■ **Given text**
☆ ☆ ☆ ☆

Showing posts with label home. Show all posts
Showing posts with label home. Show all posts

October 31, 2015

Autumn Leaves Lamp Project

“We need a lamp over this coffee station,” my husband said back in 2003. Rather than run out to a home improvement store, I took it on as a DIY challenge.

I did a quick inventory of my crafts materials stash and decided I would use the fall leaves I had gathered from the Blue Ridge Parkway, North Carolina, the previous autumn season. Three types of big maple leaves will be excellent for the lamp design I had in mind.

This was the lighting solution I created back then, hung above our apartment’s coffee station. It served as a task light as well as a mood light for our nighttime activities.

Autumn Leaves Lamp over coffee station

Our apartment’s wall décor evolved over the years, but the lamp remained a fixture.

Autumn Leaves Lamp over coffee station

When we moved to our new home in 2007, the lamp became a nook light in the living room.

Autumn Leaves Lamp as a nook light

Autumn Leaves Lamp as a nook light

In 2009, we transferred it from the living room to the bedroom, where it became our nightlight until we moved overseas in early 2015.

Autumn Leaves Lamp as a nightlight

Because it would be impractical to ship the lamp halfway across the planet, and getting rid of the leaves was out of the question, I decided to dismantle the lamp and transport the three leaf panels.

Last week, at about the same time I picked up these fallen maple leaves 13 years ago, I built the lamp again. It hangs in its new location in our bedroom, to continue to serve as our nightlight for many more years.    

Autumn Leaves Lamp as a nightlight

Here’s a quick overview of how I made the leaf lamp:

Each pressed leaf is white-glued between plain white tissue paper and a transparent sheet protector. This sandwich is framed in cardboard, folded so that there’s a 2-inch tab to elevate the leaf panel from the base. Slip-in tabs attach the panels to the baseboard without adhesive.

☆ ☆ ☆ ☆

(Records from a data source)
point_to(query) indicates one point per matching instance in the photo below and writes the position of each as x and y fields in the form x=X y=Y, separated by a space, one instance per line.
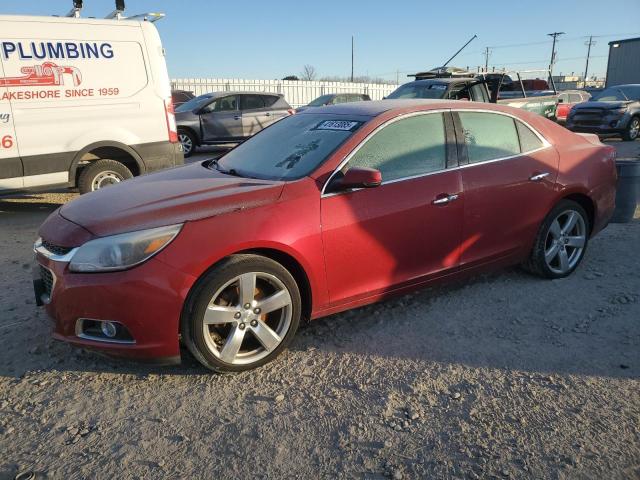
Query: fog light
x=109 y=329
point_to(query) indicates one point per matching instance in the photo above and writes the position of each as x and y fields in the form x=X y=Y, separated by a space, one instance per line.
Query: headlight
x=119 y=252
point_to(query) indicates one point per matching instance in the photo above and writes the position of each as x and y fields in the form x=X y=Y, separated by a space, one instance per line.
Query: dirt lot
x=502 y=376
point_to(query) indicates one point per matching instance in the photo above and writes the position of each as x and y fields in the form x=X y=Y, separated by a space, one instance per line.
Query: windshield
x=609 y=95
x=420 y=90
x=194 y=103
x=291 y=148
x=318 y=102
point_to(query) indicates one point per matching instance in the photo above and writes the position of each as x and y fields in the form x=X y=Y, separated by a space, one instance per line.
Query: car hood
x=605 y=105
x=168 y=197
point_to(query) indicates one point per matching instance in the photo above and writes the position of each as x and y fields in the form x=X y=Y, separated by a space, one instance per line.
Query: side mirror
x=361 y=177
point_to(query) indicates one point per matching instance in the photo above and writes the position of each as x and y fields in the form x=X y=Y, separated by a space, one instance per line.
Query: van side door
x=11 y=170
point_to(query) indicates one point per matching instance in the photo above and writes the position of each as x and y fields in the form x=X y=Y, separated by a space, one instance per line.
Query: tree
x=308 y=73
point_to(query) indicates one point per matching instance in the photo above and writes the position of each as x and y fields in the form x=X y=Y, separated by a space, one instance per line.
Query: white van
x=83 y=103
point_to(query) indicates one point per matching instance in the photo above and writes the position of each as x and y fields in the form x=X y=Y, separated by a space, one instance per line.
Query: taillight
x=171 y=120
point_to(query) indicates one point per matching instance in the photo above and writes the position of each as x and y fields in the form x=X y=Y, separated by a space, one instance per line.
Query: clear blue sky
x=271 y=39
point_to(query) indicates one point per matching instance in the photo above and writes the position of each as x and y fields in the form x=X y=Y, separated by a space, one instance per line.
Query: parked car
x=181 y=96
x=227 y=117
x=84 y=103
x=566 y=101
x=324 y=211
x=614 y=111
x=334 y=99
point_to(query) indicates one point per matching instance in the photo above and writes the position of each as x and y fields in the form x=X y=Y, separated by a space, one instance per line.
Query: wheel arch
x=107 y=150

☆ ☆ ☆ ☆

■ **Direction**
List every distinct four-digit year that appears in the autumn leaves lamp post, in the order each first appears.

■ **Worked answer**
2015, 2003, 2007, 2009